===== Items =====

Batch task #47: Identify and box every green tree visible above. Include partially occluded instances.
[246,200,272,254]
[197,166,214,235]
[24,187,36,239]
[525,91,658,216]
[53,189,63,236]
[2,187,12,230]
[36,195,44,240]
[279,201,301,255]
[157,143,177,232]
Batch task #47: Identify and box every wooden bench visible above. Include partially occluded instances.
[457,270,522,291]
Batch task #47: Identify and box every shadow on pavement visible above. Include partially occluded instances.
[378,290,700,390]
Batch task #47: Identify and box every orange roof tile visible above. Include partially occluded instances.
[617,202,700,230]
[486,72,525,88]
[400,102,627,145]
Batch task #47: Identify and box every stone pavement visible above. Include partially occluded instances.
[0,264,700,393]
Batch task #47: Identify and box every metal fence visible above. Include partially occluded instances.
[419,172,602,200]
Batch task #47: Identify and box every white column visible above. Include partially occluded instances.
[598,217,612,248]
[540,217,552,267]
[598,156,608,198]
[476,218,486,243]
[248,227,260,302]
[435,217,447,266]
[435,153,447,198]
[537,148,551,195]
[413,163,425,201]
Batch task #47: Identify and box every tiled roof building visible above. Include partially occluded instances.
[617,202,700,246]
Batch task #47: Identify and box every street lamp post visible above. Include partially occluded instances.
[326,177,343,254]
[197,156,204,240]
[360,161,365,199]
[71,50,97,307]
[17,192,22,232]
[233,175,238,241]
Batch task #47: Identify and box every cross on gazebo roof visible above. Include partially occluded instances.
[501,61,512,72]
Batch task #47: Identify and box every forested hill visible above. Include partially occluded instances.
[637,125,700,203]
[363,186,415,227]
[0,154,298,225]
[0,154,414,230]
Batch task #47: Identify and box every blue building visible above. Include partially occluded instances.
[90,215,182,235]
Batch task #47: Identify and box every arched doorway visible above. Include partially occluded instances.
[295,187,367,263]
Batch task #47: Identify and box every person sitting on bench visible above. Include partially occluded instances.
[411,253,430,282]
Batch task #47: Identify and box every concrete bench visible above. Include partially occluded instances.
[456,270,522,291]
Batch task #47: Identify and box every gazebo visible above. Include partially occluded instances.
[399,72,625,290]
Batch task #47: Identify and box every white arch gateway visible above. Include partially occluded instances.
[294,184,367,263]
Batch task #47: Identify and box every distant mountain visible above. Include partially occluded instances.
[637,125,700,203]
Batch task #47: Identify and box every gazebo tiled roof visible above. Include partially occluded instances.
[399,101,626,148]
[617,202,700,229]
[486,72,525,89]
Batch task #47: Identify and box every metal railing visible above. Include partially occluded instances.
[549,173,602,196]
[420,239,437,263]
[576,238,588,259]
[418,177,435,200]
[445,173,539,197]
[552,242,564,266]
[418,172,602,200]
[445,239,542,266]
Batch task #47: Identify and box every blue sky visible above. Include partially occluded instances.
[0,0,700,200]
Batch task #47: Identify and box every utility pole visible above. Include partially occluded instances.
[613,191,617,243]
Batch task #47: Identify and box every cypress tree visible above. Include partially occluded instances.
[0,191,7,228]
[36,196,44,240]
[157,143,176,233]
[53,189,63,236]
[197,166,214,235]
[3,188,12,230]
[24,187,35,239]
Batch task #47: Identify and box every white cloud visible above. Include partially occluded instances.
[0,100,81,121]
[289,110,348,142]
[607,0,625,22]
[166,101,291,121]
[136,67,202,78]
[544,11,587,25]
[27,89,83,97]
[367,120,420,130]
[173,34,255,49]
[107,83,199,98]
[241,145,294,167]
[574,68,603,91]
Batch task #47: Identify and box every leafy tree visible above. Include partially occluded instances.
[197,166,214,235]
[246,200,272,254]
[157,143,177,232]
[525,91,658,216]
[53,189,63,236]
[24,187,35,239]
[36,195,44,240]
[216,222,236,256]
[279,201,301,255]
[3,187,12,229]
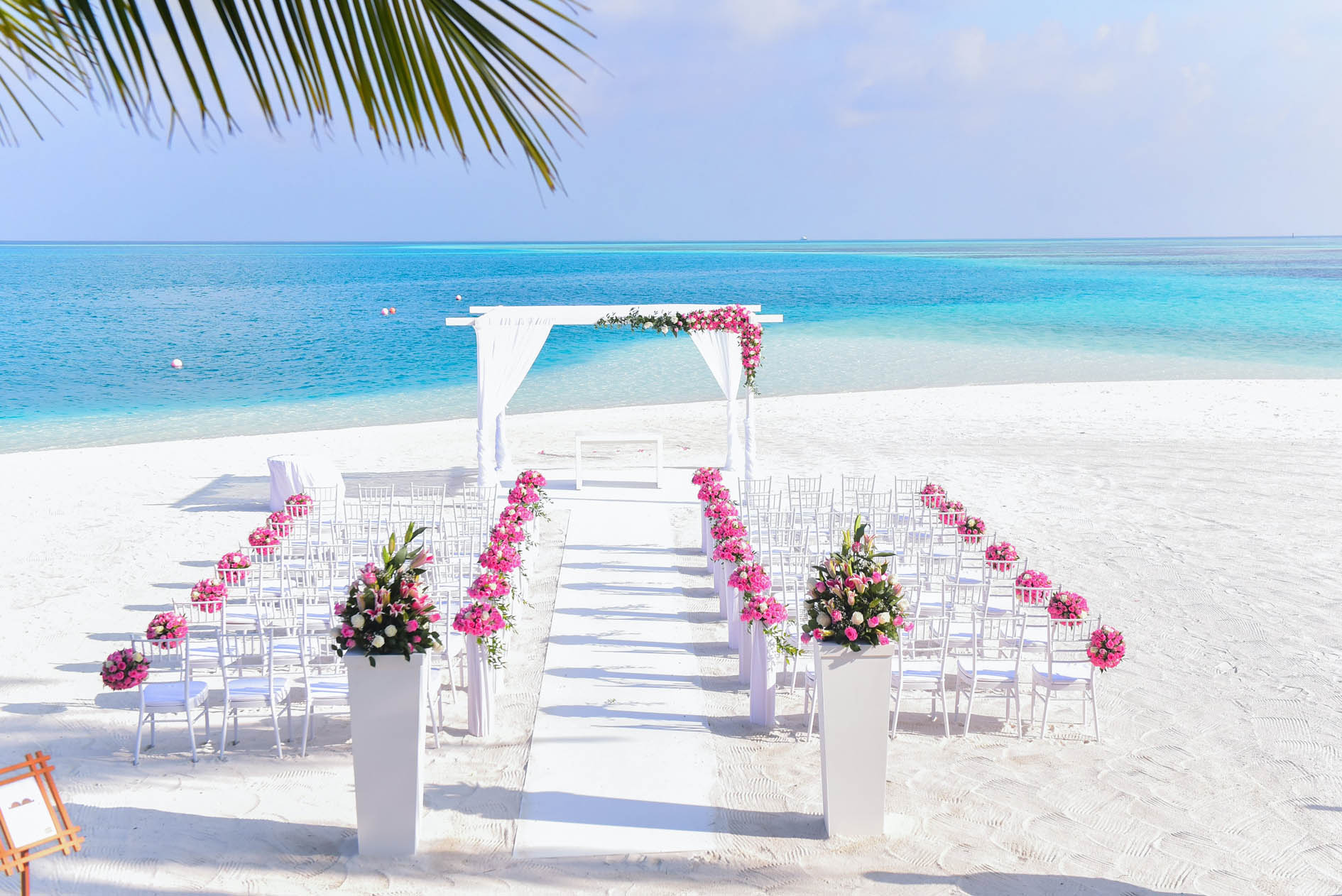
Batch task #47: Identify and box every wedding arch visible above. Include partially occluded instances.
[445,305,782,483]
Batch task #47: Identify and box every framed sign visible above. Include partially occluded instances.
[0,753,83,892]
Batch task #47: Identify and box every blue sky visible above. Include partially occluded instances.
[0,0,1342,240]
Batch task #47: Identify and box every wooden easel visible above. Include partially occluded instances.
[0,751,84,896]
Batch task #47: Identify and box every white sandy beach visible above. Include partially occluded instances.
[0,380,1342,895]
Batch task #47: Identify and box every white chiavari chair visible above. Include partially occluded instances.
[219,632,294,758]
[956,613,1025,738]
[890,617,950,738]
[1030,613,1099,741]
[298,632,349,757]
[130,626,209,766]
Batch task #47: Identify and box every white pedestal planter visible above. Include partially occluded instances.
[345,650,428,856]
[466,635,498,738]
[814,643,897,837]
[749,623,778,728]
[734,611,751,684]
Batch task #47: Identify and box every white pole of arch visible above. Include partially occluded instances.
[746,388,754,479]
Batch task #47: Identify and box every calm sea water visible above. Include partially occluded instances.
[0,237,1342,451]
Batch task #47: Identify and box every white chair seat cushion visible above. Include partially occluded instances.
[956,660,1016,684]
[228,676,288,701]
[145,680,209,711]
[1033,662,1095,688]
[307,679,349,700]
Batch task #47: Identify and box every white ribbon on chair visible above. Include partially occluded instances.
[689,330,742,469]
[475,311,550,486]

=====

**Aim of the exercise**
Render every line of the records above as a JSON list of strings, one string per line, omitting blank lines. Leave the pictures out of the answer.

**Exercise response**
[
  "Batch task #47: Identify and box every green tree visible above. Include partially occluded instances.",
  "[246,200,272,254]",
  "[197,166,214,235]",
  "[24,187,36,239]",
  "[525,91,658,216]",
  "[53,189,63,236]",
  "[2,187,12,230]",
  "[36,195,44,240]",
  "[279,201,301,255]",
  "[157,143,177,232]",
  "Batch task #47: Identify and box every wooden bench visible above. Include partially occluded instances.",
  "[457,270,522,291]",
  "Batch task #47: Identify and box every shadow on pavement visible above. Include partially occluded instances.",
  "[378,290,700,390]",
  "Batch task #47: Identify and box every orange roof tile visible above. Include partially occluded instances.",
  "[617,202,700,230]",
  "[486,72,525,88]",
  "[400,102,627,145]",
  "Batch task #47: Identify and box every stone pavement visible above. Include partially occluded instances.",
  "[0,264,700,393]",
  "Batch task #47: Identify and box every metal fence visible above. Include partially occluded instances.",
  "[419,172,602,200]",
  "Batch task #47: Identify and box every white column visible above. Include partially occluded instances.",
  "[598,217,612,248]",
  "[540,217,552,267]",
  "[598,156,608,198]",
  "[476,218,486,243]",
  "[248,227,260,302]",
  "[435,217,447,266]",
  "[435,153,447,198]",
  "[537,148,551,195]",
  "[413,163,425,201]",
  "Batch task #47: Identify and box every tiled roof building visible above. Include partially occluded instances.",
  "[617,202,700,246]",
  "Batch task #47: Identify and box every street lamp post visible above. Include partially occluded instances.",
  "[326,177,343,254]",
  "[197,156,204,240]",
  "[360,161,365,199]",
  "[71,50,97,307]",
  "[17,192,22,232]",
  "[233,175,238,241]",
  "Batch task #47: Identify and box every cross on gazebo roof visible above. Include partially occluded instances.",
  "[501,61,512,72]",
  "Batch task #47: Identify and box every forested hill visible above. Include partially occluded instances.",
  "[637,125,700,203]",
  "[363,186,415,227]",
  "[0,154,298,225]",
  "[0,154,414,230]",
  "Batch task #47: Identify and box every blue building visible above. Include partially occluded instances.",
  "[90,215,182,235]",
  "Batch task #47: Identify and box every arched doorway visible above. Include partially occluded instances.",
  "[295,187,367,263]",
  "Batch task #47: Identify and box every person sitting on bench visible above. Include partially occluded instances.",
  "[411,253,430,282]",
  "Batch task #47: Identify and box every concrete bench visible above. Include partially occluded instances.",
  "[456,270,522,291]",
  "Batch task #47: Identify and box every gazebo visible above. Include partially occluded instances.",
  "[399,72,625,290]",
  "Batch task #47: Identify and box every white arch gateway visible above. Include partially occluded instances.",
  "[294,184,367,263]",
  "Batch task #47: Identify and box every distant mountain visible above. Include partially occluded instances.",
  "[637,125,700,203]",
  "Batch task #47: Identify and box every gazebo tiled roof visible above. Include partially occluded instances.",
  "[399,101,626,148]",
  "[617,202,700,229]",
  "[486,72,525,89]",
  "Batch task #47: Identify and box every metal railing visible above. Include partially occluded instances.",
  "[549,173,602,196]",
  "[420,239,437,263]",
  "[576,238,588,259]",
  "[418,177,435,200]",
  "[445,173,539,197]",
  "[552,242,564,266]",
  "[418,172,602,200]",
  "[445,239,542,266]",
  "Batch task #47: Identify and box every blue sky visible above. Include partially occluded instances.",
  "[0,0,700,200]",
  "Batch task #47: Identify and box every utility pole visible above. Include partially occluded instances.",
  "[613,191,617,243]",
  "Batch task #47: Identify and box every cypress tree visible above. Include partially occluded instances.",
  "[0,191,7,228]",
  "[36,196,44,240]",
  "[157,143,176,233]",
  "[53,189,63,236]",
  "[197,166,214,235]",
  "[3,188,12,230]",
  "[24,187,35,239]",
  "Batch task #47: Identify and box every white cloud visible above. Include partially occluded instances.",
  "[0,100,81,121]",
  "[289,110,348,142]",
  "[607,0,625,22]",
  "[166,101,291,121]",
  "[136,67,202,78]",
  "[544,11,587,25]",
  "[27,89,83,97]",
  "[367,120,420,130]",
  "[173,34,255,49]",
  "[107,83,199,98]",
  "[241,145,294,167]",
  "[574,68,603,91]",
  "Batch task #47: Identify and box every leafy tree visible above. Include partially occluded instances.",
  "[197,166,214,235]",
  "[246,200,272,254]",
  "[157,143,177,232]",
  "[525,91,658,216]",
  "[53,189,63,236]",
  "[24,187,35,239]",
  "[36,195,44,240]",
  "[216,222,236,256]",
  "[279,201,301,255]",
  "[3,187,12,229]",
  "Batch task #47: Identify and box every wedding arch visible above. Include partially occluded instances.",
  "[445,305,782,483]",
  "Batch task #47: Identify and box every framed sign visible above. Include partially occluded instances.",
  "[0,753,83,892]",
  "Batch task #47: Identify and box every blue sky visible above. Include partially occluded instances.",
  "[0,0,1342,240]",
  "Batch task #47: Identify and box every wooden easel visible above. Include partially occluded instances.",
  "[0,751,84,896]",
  "Batch task #47: Identify and box every white sandy beach visible above. Include partially occluded instances.",
  "[0,380,1342,895]",
  "Batch task #47: Identify and box every white chiavari chair visible above. Include partially occluded instances.",
  "[219,632,294,758]",
  "[956,613,1025,738]",
  "[890,617,950,738]",
  "[1030,613,1099,741]",
  "[298,632,349,757]",
  "[130,626,209,766]",
  "Batch task #47: Identify and box every white pedestal planter visible above. Include partially occluded instances.",
  "[345,650,428,856]",
  "[466,635,498,738]",
  "[814,643,897,837]",
  "[749,623,778,728]",
  "[734,611,751,684]",
  "Batch task #47: Identify and box every white pole of arch visible above. Include partially occluded instances.",
  "[746,388,754,479]",
  "Batch task #47: Identify and box every calm sea water visible above. Include partially occluded instances.",
  "[0,237,1342,451]",
  "Batch task #47: Identify and box every white chair seat cushion visible above. Include partially occluded instances.",
  "[956,660,1016,684]",
  "[228,676,288,701]",
  "[145,680,209,711]",
  "[1033,662,1095,688]",
  "[307,679,349,700]",
  "Batch task #47: Identify and box every white ribbon on chair visible above. Include partially occluded instances.",
  "[689,330,742,469]",
  "[475,311,550,486]"
]